— START —

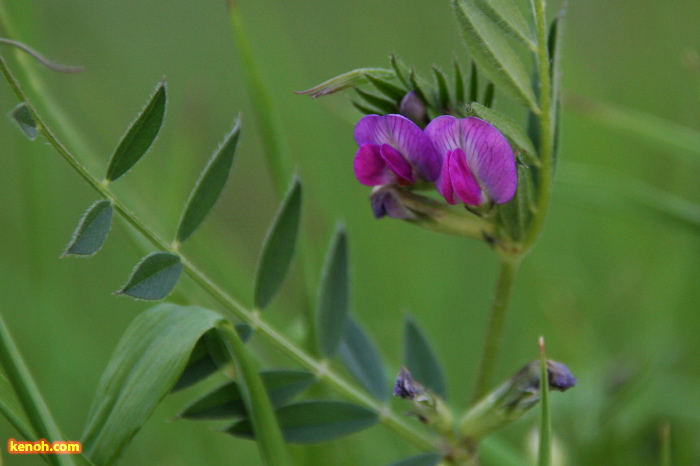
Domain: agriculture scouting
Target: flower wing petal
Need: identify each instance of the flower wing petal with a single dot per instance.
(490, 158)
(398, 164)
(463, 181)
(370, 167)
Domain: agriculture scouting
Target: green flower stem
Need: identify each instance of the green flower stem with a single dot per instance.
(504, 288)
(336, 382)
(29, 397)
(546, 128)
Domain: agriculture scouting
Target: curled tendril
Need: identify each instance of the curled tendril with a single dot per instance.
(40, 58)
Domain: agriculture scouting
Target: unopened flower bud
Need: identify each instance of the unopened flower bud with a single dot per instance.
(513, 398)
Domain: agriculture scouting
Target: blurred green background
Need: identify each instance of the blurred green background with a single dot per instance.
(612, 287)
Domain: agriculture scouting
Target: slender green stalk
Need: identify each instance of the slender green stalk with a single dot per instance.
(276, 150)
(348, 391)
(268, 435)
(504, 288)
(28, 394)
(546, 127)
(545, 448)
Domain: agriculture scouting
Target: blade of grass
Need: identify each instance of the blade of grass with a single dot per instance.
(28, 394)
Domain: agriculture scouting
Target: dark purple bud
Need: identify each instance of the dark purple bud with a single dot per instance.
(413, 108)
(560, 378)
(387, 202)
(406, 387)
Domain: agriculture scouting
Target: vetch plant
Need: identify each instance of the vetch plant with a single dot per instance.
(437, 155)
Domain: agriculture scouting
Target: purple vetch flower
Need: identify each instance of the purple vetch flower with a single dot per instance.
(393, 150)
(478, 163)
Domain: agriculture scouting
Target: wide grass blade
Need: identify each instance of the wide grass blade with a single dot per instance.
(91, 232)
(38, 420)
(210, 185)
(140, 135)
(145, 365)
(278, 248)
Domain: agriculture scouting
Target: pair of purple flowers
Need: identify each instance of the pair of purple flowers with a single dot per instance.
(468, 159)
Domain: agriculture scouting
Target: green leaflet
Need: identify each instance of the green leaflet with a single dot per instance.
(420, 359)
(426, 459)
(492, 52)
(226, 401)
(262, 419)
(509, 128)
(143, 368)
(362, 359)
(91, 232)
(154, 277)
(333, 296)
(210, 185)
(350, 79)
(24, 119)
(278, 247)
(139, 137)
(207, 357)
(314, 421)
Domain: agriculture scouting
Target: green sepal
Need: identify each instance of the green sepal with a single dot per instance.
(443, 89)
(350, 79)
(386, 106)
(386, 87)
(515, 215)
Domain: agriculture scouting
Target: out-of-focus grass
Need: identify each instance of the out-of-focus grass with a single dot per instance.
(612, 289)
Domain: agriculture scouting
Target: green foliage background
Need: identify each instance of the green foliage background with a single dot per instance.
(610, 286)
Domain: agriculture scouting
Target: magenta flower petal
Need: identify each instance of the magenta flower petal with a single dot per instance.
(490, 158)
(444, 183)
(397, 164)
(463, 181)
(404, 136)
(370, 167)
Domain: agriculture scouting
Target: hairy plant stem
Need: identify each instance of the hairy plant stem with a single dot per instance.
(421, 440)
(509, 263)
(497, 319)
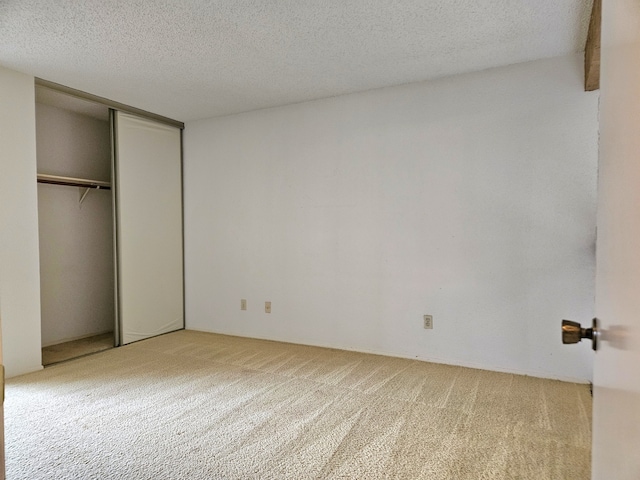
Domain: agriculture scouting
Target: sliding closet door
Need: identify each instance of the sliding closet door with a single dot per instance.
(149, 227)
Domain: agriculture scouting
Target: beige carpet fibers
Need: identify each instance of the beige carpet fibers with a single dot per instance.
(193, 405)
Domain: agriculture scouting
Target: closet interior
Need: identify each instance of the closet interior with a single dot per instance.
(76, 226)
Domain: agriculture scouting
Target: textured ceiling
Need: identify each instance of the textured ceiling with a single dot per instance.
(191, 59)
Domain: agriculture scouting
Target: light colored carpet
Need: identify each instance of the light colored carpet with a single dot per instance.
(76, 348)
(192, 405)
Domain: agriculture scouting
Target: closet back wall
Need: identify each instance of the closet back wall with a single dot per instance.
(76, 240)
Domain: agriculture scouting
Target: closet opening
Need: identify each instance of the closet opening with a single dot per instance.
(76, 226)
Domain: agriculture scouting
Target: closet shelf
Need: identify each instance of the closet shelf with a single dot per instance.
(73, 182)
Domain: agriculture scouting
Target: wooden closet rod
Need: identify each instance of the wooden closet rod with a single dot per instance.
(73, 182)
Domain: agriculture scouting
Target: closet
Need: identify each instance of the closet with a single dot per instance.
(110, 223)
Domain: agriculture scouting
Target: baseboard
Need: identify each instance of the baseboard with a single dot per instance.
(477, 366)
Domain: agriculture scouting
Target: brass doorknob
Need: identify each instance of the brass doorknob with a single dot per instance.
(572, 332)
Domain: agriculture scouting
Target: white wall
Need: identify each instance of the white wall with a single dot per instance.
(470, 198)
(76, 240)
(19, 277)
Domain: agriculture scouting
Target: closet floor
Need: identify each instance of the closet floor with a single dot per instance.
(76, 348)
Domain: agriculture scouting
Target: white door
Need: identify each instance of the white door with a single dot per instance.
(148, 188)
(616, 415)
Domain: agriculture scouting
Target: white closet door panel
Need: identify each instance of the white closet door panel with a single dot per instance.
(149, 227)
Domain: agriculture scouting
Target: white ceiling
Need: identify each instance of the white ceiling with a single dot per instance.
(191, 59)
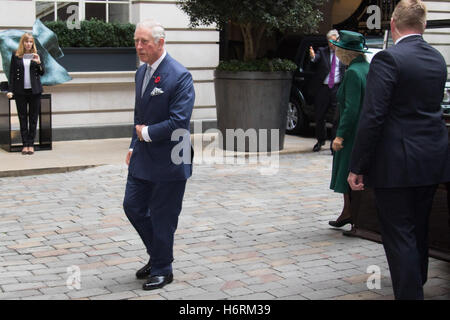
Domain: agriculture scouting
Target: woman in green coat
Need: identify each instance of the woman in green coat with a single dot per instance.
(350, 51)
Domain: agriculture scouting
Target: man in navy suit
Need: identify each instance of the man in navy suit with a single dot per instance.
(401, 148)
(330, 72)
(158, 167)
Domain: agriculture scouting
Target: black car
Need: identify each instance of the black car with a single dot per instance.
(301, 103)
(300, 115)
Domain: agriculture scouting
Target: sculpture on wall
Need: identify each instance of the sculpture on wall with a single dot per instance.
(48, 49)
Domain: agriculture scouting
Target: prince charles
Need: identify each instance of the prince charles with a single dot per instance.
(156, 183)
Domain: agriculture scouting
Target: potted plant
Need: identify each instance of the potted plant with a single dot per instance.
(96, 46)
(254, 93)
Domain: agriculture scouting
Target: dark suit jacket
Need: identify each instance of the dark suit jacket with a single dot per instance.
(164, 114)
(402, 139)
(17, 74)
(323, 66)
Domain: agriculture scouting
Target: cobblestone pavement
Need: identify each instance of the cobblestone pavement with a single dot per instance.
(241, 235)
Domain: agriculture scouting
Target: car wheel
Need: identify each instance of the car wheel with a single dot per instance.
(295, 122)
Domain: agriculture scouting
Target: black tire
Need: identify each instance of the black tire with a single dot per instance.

— END —

### [Exercise directions]
Skip every picture and transcribe the data above exactly.

### [Solution to the problem]
Domain: agriculture scouting
Target: flower wing petal
Need: identify each instance of the flower wing petal with a single dot per instance.
(490, 158)
(398, 164)
(463, 181)
(370, 167)
Domain: agriculture scouting
Target: green flower stem
Need: identify each instance of the green flower stem with a single dot per instance.
(504, 288)
(336, 382)
(29, 397)
(546, 128)
Domain: agriculture scouting
Target: curled tendril
Need: identify each instance of the curled tendril with a single dot per instance.
(40, 58)
Domain: agriculture scouting
Target: unopened flower bud
Need: identify each instance of the unopened flower bud with a single dot per instance.
(513, 398)
Domain: agriculture scouting
Target: blurred green background
Need: identify each instance of the blurred green background with a single dot per instance.
(612, 287)
Domain: agriculture scouting
Target: slender green stalk
Need: identify each instance of the slender green stalk with a single dot per instance.
(276, 150)
(348, 391)
(268, 435)
(504, 288)
(28, 394)
(546, 127)
(545, 448)
Domain: agriculture scouting
Target: blade of grass
Need: identify each instance of the blade of grass with a single dot per instance.
(28, 394)
Domain: agriculture scouting
Target: dark purple bud
Need: identify each instance of the dark purple bud with a single dot per instance.
(413, 108)
(560, 378)
(387, 202)
(406, 387)
Domain: agriculture scouting
Target: vetch plant
Need: identify each instance of the vetch plant with a single dot per instance.
(437, 155)
Domain: agriculture scouting
Target: purple vetch flower
Need: identify each instance of the purple vetch flower with a single dot per instance.
(393, 150)
(478, 163)
Domain: agriculture scouting
Target: wide grass blade
Need: identify each instance of the wide grass blade with a single dot per instance.
(91, 232)
(38, 420)
(210, 185)
(140, 135)
(145, 365)
(278, 248)
Domain: agriculture scouting
Target: pair of purple flowers
Need: identify each instance of the pair of purple flowers with a single dot per instance.
(468, 159)
Domain: agriculture scouting
Target: green leaflet
Need: identify each instance of the green leaflet with a single dot per instance.
(420, 359)
(426, 459)
(492, 52)
(226, 401)
(262, 419)
(509, 128)
(143, 368)
(362, 359)
(91, 232)
(154, 277)
(333, 296)
(210, 185)
(350, 79)
(24, 119)
(278, 247)
(139, 137)
(207, 357)
(314, 421)
Domain: agriculture scouting
Target: green sepal
Need: identify each instance of the green sepal with a single dot per instance.
(443, 89)
(350, 79)
(386, 106)
(386, 87)
(515, 215)
Domain: agriculture scouting
Target: out-of-focus grass
Need: identify each instance of the out-of-focus grass with a single dot per instance.
(612, 289)
Domain: agriculture scouting
Target: green foliage background
Need: identify each instance of the green foliage background with a single dot per instance.
(610, 286)
Domain: agriculture scouting
Target: magenta flower petal
Need: identify each instance of the magenta flower petal with a single dot per instance.
(490, 158)
(444, 183)
(397, 164)
(463, 181)
(404, 136)
(370, 167)
Domain: agriculture scouting
Target: hairy plant stem
Need: identify each instance of the hairy plant stem with a single dot per instance.
(421, 440)
(509, 263)
(497, 319)
Domain: agriculture scouting
Target: sliding closet door
Need: identify each instance of the sliding closet door with a single dot per instance.
(149, 227)
Domain: agriculture scouting
Target: beige carpet fibers
Need: identify each instance of the beige carpet fibers with a single dot per instance.
(193, 405)
Domain: agriculture scouting
Target: closet interior
Need: identify each instance of the closet interior with a single dot per instance.
(76, 226)
Domain: agriculture scouting
Target: textured ceiling
Need: identify each instance of the textured ceiling with a single dot per instance.
(191, 59)
Domain: agriculture scouting
Target: light colored carpet
Need: identify each instance of the light colored carpet with a single dot per instance.
(76, 348)
(192, 405)
Domain: agriculture scouting
Target: closet back wall
Need: identify each instance of the closet back wall with a single dot per instance.
(76, 240)
Domain: agriculture scouting
Target: closet opening
Need: identify each instance of the closet opening with a single dot per instance.
(76, 226)
Domain: agriculture scouting
Target: closet shelf
Need: identify each instance of the closet shelf with a single dot per instance.
(73, 182)
Domain: agriculture scouting
Target: wooden closet rod
Need: identify each instance of the wooden closet rod with a single dot per instance.
(73, 182)
Domain: agriculture scouting
Target: closet
Need: identify each instance of the closet with a single dot per instance.
(110, 223)
Domain: agriculture scouting
Target: baseboard
Need: identify each instance of the baseboard with a single dot per instance.
(477, 366)
Domain: agriculture scouting
Target: brass doorknob
Need: identify each instance of the brass doorknob with a single dot per instance.
(572, 332)
Domain: agriculture scouting
Target: white wall
Need: identify each instance of the white wall with a single dot per instance.
(470, 198)
(76, 240)
(19, 277)
Domain: agriculture scouting
Target: closet floor
Need: identify each instance of the closet floor with a single dot per instance.
(76, 348)
Domain: agriculture scouting
Target: white door
Need: identify each instance of the white door with a single dot per instance.
(148, 188)
(616, 415)
Domain: agriculture scouting
Target: white closet door panel
Need: identify each instance of the white closet door panel with a single dot per instance.
(149, 227)
Domain: agriculture scouting
Target: white ceiling
Need: identify each instance of the white ceiling with a single dot per instance.
(191, 59)
Domain: agriculture scouting
Target: woman in green coat
Need: identify each instance of the woman in green coat with a single dot per instance.
(350, 51)
Domain: agriculture scouting
Target: man in navy suit
Need: identify each instance of the man in navy suit with a single dot per instance.
(401, 148)
(330, 72)
(158, 167)
Domain: agriculture scouting
Target: black car
Need: identify each instance of the black car with a single dot per instance.
(301, 103)
(300, 115)
Domain: agriculture scouting
Target: sculpture on wall
Need: identify each instance of the sculpture on wall with a single dot per instance.
(48, 49)
Domain: agriculture scouting
Target: prince charles
Need: identify each instance of the prince charles with a single dot per instance.
(156, 183)
Domain: agriculture scouting
Target: potted plant
Need: identify each instance of the potted plant with a single dot per instance.
(96, 46)
(254, 93)
Domain: agriculture scouting
Target: dark suit jacket
Need: identify each instance of the dark suit jacket with a single dot per instance.
(164, 114)
(402, 139)
(17, 74)
(323, 66)
Domain: agriculture scouting
Target: cobblestone pavement
Need: identify each instance of the cobblestone pavement with a single dot per instance.
(241, 235)
Domain: agriculture scouting
Target: car wheel
Need: identify each instance of the car wheel with a single dot per instance.
(295, 122)
Domain: agriculture scouting
Target: black tire
Need: identify each instance of the black tire with a single dot per instance.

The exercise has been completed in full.